[Pointing records]
· · · ·
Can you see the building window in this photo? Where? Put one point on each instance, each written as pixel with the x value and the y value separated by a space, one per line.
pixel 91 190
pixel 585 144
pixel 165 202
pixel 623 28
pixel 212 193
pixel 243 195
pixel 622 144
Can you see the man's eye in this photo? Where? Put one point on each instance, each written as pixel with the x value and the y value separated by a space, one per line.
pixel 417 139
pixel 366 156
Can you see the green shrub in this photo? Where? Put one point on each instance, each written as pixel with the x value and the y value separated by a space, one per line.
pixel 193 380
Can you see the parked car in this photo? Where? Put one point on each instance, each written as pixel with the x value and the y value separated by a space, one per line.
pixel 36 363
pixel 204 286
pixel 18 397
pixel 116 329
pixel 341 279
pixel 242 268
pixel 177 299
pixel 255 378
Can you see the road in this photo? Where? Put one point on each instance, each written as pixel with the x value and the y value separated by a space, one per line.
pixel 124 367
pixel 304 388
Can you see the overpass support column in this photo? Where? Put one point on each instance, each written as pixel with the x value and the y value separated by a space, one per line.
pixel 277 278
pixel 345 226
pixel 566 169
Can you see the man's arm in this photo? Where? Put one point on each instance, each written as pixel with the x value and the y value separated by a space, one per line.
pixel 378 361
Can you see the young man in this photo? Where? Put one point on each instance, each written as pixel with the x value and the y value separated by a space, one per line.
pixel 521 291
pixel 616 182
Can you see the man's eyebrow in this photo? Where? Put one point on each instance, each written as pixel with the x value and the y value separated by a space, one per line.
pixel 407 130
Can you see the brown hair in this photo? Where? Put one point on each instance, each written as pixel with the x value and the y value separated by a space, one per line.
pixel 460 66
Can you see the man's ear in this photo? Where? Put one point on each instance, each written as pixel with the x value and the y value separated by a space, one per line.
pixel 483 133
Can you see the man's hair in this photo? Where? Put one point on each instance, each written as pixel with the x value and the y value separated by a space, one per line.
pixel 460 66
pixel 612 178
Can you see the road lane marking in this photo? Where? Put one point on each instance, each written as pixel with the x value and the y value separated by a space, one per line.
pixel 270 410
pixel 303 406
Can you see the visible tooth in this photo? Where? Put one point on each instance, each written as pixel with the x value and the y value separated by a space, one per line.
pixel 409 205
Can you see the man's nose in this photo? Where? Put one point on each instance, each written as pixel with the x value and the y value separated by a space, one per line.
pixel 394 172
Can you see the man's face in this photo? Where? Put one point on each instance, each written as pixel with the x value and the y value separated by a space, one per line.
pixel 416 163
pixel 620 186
· · · ·
### [Do this]
Copy all the records above, swapping every "instance" for "occurrence" and keeping everything else unchanged.

### [Reply]
Can you see the building window in this photo? Where? Put one point on each occurrence, each written as pixel with the x value and the y value separated by a space, one per line.
pixel 91 190
pixel 585 144
pixel 165 202
pixel 623 28
pixel 212 193
pixel 243 195
pixel 622 144
Can you see the man's eye in this photo? Where? Put one point on each occurrence, each written as pixel with the x value and the y value separated by a space, one per line.
pixel 417 139
pixel 366 156
Can you see the green shrub in this photo? Where? Put one point on each occurrence, each written as pixel with the x value and the y value separated by a space, one per line.
pixel 193 380
Can you see the parked car in this photo? Where? Put one point on each occurrence, each written as pixel with the x value and the y value separated by a space, one per line.
pixel 36 363
pixel 204 286
pixel 18 397
pixel 116 329
pixel 341 279
pixel 242 268
pixel 177 299
pixel 255 378
Can you see the road in this photo? Where? Put one point on each occurrence, each written as pixel with the x value and the y value separated by a space, one per line.
pixel 124 367
pixel 304 388
Can you see the overpass support column in this photo? Where? Put one point on each occurrence, each written as pixel with the x value and the y value separated by a space, one per line.
pixel 277 278
pixel 345 226
pixel 566 169
Can you see the man's arm in this photo? Where? Put one point on each occurrence, each written as pixel with the x value and the y value separated by a space, one per line.
pixel 378 361
Can you see the young man in this photo? Where? Put one point on each occurrence, each written as pixel with the x value and the y value separated by a space, one per line.
pixel 521 291
pixel 616 182
Can you see the man's eyebrow in this photo? Where? Put one point on each occurrence, each written as pixel with the x value and the y value separated by a space, one per line.
pixel 407 130
Can you see the brown hair in this photo? Where? Put one point on each occurrence, each written as pixel with the x value and the y value separated by a space, one per line.
pixel 460 66
Can you see the man's ear in this photo? Where? Put one point on each occurrence, each written as pixel with the x value and the y value separated by a space, one per line.
pixel 483 133
Can you see the man's hair in this photo? Where? Put one point on each occurrence, each written as pixel with the x value and the y value separated by a space, one per line.
pixel 460 66
pixel 612 178
Can you see the road lane marking in this photo? Where? Put one point on each occurrence, each written as pixel with the x value and the y value separated by a space, one per line.
pixel 270 410
pixel 303 406
Can you see the visible tooth in this photo? Where? Put one point on each occurrence, each written as pixel with the x value and the y value separated by a space, one per line.
pixel 409 205
Can you see the man's nose in this photo? Where? Put one point on each occurrence, each written as pixel with the x value and the y value separated by a space, one per line.
pixel 394 172
Can you see the man's face in this photo? Where? Put one point on each occurrence, each written as pixel with the x value and the y value separated by a space, one per line.
pixel 416 163
pixel 620 186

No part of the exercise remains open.